### To do
Check every line of the data and copy the ones where "foliage" appears.

━━━━━━━━━━━━━━━━━━━━━━━━━━━━━━

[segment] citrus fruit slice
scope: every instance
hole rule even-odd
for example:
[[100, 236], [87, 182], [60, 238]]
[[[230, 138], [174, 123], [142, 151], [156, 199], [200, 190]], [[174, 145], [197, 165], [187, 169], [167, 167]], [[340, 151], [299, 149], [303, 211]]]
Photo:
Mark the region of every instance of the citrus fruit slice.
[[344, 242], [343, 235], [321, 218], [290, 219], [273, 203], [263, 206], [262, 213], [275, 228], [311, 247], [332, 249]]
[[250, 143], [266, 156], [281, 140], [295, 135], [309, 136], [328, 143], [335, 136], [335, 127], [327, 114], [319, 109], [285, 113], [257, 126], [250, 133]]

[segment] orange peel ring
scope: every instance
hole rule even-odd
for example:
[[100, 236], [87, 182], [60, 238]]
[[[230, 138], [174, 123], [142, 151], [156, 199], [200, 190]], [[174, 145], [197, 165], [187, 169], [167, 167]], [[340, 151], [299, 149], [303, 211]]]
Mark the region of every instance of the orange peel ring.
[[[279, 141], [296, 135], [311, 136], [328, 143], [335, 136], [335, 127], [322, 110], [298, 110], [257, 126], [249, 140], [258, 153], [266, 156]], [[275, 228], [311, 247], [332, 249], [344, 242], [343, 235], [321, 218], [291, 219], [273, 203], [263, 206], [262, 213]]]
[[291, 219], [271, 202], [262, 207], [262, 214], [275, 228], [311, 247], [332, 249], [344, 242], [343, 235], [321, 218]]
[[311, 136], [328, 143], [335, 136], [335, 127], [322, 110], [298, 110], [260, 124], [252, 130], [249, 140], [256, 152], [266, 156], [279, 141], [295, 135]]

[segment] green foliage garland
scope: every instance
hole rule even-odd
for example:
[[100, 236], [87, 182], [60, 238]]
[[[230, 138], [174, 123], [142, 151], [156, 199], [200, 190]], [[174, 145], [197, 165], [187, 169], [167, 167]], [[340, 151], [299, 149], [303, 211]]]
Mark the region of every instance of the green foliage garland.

━━━━━━━━━━━━━━━━━━━━━━━━━━━━━━

### Result of the task
[segment] green foliage garland
Mark the region of every instance of the green foliage garland.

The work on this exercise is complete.